[Records of labeled boxes]
****

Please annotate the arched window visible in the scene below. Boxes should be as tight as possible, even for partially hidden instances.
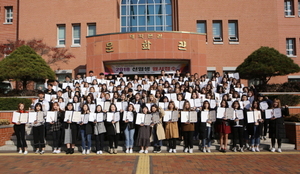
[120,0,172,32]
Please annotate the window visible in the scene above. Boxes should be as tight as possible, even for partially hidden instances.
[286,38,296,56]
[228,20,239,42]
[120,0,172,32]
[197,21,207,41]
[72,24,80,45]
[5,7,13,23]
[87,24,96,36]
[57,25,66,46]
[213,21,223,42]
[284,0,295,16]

****

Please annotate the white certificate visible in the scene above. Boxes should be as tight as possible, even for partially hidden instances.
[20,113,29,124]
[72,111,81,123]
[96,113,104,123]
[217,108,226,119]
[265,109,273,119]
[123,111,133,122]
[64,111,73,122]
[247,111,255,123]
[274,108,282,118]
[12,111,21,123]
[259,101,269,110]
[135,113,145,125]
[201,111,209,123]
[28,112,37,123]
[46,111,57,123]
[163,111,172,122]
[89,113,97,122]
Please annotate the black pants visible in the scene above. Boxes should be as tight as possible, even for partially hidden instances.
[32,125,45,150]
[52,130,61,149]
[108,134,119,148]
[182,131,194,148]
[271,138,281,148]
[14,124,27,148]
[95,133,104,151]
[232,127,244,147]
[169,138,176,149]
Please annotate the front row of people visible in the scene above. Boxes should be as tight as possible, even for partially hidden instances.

****

## [Task instructions]
Express the lines from the one containing "Please annotate the white" up to and including the one containing "[135,113,145,125]" as a JSON list of strings, one string per line, leaving out any blank lines.

## [Exercise response]
[
  "Please annotate the white certificate visible in the scene above. Boxes should be as tight as possible, even for partially hidden instances.",
  "[20,113,29,124]",
  "[72,111,81,123]",
  "[96,113,104,123]",
  "[217,108,226,119]",
  "[265,109,273,119]",
  "[123,111,133,122]",
  "[64,111,73,122]",
  "[247,111,255,123]",
  "[274,108,282,118]",
  "[12,111,21,123]",
  "[259,101,269,110]",
  "[135,113,145,125]"
]